» **Records from a data collection**:
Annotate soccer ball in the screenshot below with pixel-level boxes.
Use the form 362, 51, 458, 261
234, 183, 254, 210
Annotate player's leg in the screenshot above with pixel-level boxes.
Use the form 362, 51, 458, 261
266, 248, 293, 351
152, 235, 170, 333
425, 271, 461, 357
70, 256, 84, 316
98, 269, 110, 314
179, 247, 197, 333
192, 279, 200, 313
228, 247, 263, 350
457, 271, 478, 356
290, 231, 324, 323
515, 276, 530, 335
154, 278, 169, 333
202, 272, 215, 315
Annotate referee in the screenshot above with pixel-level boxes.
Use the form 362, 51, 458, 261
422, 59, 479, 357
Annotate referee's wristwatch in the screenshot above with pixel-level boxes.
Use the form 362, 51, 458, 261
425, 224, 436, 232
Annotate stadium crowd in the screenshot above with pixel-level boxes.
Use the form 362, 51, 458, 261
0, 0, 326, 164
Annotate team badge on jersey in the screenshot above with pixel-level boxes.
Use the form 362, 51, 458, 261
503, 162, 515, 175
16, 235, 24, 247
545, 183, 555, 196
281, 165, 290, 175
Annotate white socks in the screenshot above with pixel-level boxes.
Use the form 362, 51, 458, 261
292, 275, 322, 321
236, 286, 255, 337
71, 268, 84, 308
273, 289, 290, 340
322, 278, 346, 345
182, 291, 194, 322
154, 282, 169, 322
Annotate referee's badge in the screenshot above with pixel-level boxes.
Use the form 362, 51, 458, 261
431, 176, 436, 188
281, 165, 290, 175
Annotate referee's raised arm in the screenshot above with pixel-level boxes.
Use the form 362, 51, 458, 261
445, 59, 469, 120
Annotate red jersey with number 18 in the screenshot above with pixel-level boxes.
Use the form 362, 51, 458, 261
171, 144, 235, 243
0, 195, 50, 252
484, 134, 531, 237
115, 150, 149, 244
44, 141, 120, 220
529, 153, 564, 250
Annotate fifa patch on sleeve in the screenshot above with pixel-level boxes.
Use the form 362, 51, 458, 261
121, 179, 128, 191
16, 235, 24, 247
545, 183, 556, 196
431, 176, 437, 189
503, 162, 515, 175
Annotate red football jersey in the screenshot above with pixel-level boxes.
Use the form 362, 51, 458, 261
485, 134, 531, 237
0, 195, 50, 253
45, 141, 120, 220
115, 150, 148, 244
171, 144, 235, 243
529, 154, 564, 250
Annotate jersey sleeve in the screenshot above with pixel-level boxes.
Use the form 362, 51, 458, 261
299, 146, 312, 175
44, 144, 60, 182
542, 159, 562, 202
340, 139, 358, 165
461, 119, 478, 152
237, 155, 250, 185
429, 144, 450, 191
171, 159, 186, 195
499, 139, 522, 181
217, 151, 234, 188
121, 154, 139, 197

» **Exercise**:
Please find each line in the records above that holds the word "referee", and copy it.

» **Exercise answer**:
Annotate referee in the screenshot above with pixel-level boxes.
Annotate referee's wristwatch in the screenshot above with pixel-level boxes.
Annotate referee's badge in the screenshot above with pixel-level boxes.
Annotate referee's raised arm in the screenshot above with pixel-level boxes.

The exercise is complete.